§ **Supplied passage**
By Jill Roberts, author of 'Improving Health Literacy to Reduce Health Inequalities'.
Following years of assessing evidence, there’s general agreement that the biggest contributor to health is the wider determinants of health - so, where and how we live, and the social and economic conditions around us, starting from the womb. Inequalities in these social determinants give rise to unfair differences in health, so to have the greatest impact on health inequalities we need to address these social determinants.
How we find, understand and use information about all aspects of health – healthcare, health behaviours, genetics, and crucially, the social determinants of health - underpins our ability to both prevent and treat ill health. This is often referred to as ‘health literacy’. Health literacy is therefore one of the pathways to good health, but it is influenced by the social determinants of health.
This week IHE have published a paper, commissioned by PHE, which sets out why we all need to have the appropriate skills, knowledge, understanding and confidence to be able to find, understand and use health information – be that making GP appointments online, to understanding dosage instructions on medicines, leading a healthy lifestyle or even lobbying for safer, greener environments.
But ‘health literate individuals’ alone are not enough: we also need ‘health literate organisations’. This means that employers and all services with the potential to influence people’s health – such as GP services, hospitals, children’s centres and local councils, to housing and adult education services - need to provide clear, accessible information for all, and make a particular effort to reach, engage and serve those people and population groups with the worst health. They also need to advocate for healthy social, economic and environmental conditions.

§ **Assigned task**
Copy the health literacy piece from "How we find, understand" up to and including "determinants of health.", swapping "pathways" for "routes".

Region pointing data:
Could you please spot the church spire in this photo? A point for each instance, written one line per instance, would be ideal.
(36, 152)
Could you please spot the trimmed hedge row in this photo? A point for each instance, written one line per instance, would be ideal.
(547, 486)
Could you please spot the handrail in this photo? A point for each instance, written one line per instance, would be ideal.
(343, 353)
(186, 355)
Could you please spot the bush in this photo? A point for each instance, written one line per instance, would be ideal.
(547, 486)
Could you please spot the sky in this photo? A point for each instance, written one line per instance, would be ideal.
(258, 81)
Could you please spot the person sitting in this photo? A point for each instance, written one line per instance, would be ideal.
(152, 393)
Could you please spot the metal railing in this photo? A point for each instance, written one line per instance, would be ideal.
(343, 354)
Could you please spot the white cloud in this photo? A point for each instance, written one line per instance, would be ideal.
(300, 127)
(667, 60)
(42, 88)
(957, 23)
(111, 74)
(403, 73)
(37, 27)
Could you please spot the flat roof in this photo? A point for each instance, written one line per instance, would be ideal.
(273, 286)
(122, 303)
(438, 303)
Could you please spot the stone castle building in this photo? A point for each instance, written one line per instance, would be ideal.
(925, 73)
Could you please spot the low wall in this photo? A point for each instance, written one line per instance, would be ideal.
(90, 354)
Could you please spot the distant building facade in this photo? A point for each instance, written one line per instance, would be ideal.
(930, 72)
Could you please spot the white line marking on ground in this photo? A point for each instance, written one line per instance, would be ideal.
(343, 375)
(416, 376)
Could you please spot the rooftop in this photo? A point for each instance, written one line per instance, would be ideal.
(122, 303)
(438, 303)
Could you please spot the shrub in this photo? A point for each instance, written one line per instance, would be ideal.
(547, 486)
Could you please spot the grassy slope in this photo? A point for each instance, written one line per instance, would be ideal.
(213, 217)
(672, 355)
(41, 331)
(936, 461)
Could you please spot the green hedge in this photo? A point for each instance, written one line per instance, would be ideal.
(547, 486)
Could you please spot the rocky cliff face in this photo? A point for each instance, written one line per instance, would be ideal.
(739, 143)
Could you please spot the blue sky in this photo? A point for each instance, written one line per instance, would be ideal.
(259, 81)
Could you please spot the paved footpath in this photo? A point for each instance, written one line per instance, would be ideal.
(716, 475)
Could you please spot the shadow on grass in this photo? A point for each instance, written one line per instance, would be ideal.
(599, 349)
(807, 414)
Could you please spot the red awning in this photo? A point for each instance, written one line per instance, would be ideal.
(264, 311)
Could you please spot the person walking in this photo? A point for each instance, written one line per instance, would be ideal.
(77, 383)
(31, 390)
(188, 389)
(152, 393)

§ **Solution**
How we find, understand and use information about all aspects of health – healthcare, health behaviours, genetics, and crucially, the social determinants of health - underpins our ability to both prevent and treat ill health. This is often referred to as ‘health literacy’. Health literacy is therefore one of the routes to good health, but it is influenced by the social determinants of health.